SELECTED EXCERPT:
In case any of the conditions specified above in this Section 8 shall
not have been fulfilled, this Agreement may be terminated by the Representative
by delivering written notice of termination to the Company. Any such termination
shall be without liability of any party to any other party except to the extent
provided in subparagraphs (d) and (g) of Section 7 hereof.
9. Conditions of Company's Obligation. The obligation of the Company to
deliver the Notes upon payment therefor shall be subject to the following
conditions:
At the time of closing, the Indenture [and the Guarantee] shall be
qualified under the Trust Indenture Act, the Prospectus shall have been filed or
delivered for filing to the Commission not later than 5:00 p.m. on the second
business day following the date hereof and no stop order suspending the
effectiveness of the Registration Statement, as amended from time to time, shall
be in effect and no proceedings for that purpose shall then be pending before,
or threatened by, the Commission.
In case any of the conditions specified above in this Section shall not
have been fulfilled, this Agreement may be terminated by the Company by
delivering written notice of termination to the Representative. Any such
termination shall be without liability of any party to any other party except to
the extent provided in subparagraphs (d) and (g) of Section 7 hereof.
15
10. Termination of Agreement. This Agreement may be terminated by
delivering written notice of termination to the Company at any time prior to the
time of closing, by the Representative with the consent of Underwriters which,
together with the Representative, have agreed to purchase 50% or more of the
aggregate principal amount of the Notes, if after the signing of this Agreement
(i) trading in securities generally on the New York Stock Exchange or the
American Stock Exchange or in the over-the-counter market, or trading in any
securities of the Companies on any exchange or in the over-the-counter market,
shall have been suspended or minimum prices shall have been established on any
such exchange or such market by the Commission, by such exchange or by any other
regulatory body or governmental authority having jurisdiction, (ii) a banking
moratorium shall have been declared by Federal or New York State authorities, or
(iii) the United States shall have become engaged in hostilities, there shall
have been an escalation in hostilities involving the United States or there
shall have been a declaration of a national emergency or war by the United
States as to make it, in the judgment of the Representative, impracticable or
inadvisable to proceed with the offering or delivery of the Notes on the terms
and in the manner contemplated in the Prospectus.

DATA ROWS:
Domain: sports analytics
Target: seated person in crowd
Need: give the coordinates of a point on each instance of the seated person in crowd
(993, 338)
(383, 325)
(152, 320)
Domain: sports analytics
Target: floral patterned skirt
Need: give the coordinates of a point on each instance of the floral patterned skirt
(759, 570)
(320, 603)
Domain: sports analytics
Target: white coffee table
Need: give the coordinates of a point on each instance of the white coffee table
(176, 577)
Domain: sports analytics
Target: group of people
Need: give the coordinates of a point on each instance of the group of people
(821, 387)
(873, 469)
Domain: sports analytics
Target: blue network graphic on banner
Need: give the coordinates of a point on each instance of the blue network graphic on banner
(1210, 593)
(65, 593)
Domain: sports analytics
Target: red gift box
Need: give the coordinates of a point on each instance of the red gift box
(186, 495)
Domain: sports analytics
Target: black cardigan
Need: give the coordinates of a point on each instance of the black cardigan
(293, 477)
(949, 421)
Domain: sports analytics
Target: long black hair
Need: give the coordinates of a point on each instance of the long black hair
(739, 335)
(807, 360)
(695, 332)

WRITTEN TASK 1: Name every securities market that the agreement excerpt identifies by name.
WRITTEN TASK 2: Pick up the agreement excerpt after its final sentence and write what would come next.
The data above is separate material from the agreement excerpt.

RIGHT ANSWER 1:
New York Stock Exchange
American Stock Exchange
over-the-counter market

RIGHT ANSWER 2:
A termination of this Agreement pursuant to this Section shall be
without liability of any party to any other party.
11. Indemnification And Contribution. (a) The Company and Newcourt
shall, jointly and severally, indemnify and hold each Underwriter harmless from
and against any and all losses, claims, damages, and liabilities, joint or
several, to which such Underwriter may become subject, under the Act or
otherwise, insofar as such losses, claims, damages, liabilities (or actions in
respect thereof) arise out of or are based upon an untrue statement or alleged
untrue statement of a material fact contained in the Registration Statement or
the Prospectus, or any amendment or supplement thereto, or arise out of or are
based upon the omission or alleged omission to state therein a material fact
required to be stated therein or necessary to make the statements therein not
misleading, and will reimburse each Underwriter for any legal or other expenses
reasonably incurred by such Underwriter in connection with investigated or
defending any such action or claim as such expenses are incurred; provided,
however, that the Company and Newcourt shall not be liable in any such case to
the extent that any such loss, claim, damage or liability arises out of or is
based upon an untrue statement or alleged untrue statement or omission or
alleged omission made in the Provided Information in the Registration Statement
or the Prospectus or any such amendment or supplement.
(b) Each Underwriter will indemnify and hold harmless the Company and
Newcourt against any losses, claims, damages or liabilities to which the Company
or Newcourt may become subject, under the Act or otherwise, insofar as such
losses, claims, damages, liabilities (or actions in respect thereof) arise out
of or are based upon an untrue statement or alleged untrue statement of a
material fact contained in the Registration Statement or the Prospectus, or any
amendment or supplement thereto, or arise out of or are based upon the omission
or alleged omission to state therein a material fact required to be stated
therein or necessary to make the statements therein not misleading, in each case
to the extent, but only to the extent, that such untrue statement or alleged
untrue statement or omission or alleged omission was made in the Provided
Information in the Registration Statement or Prospectus or any such amendment or
supplement; and will reimburse the
16
Company and Newcourt for any legal or other expenses reasonably incurred by the
Company and Newcourt in connection with investigating or defending any such
action or claim as such expenses are incurred.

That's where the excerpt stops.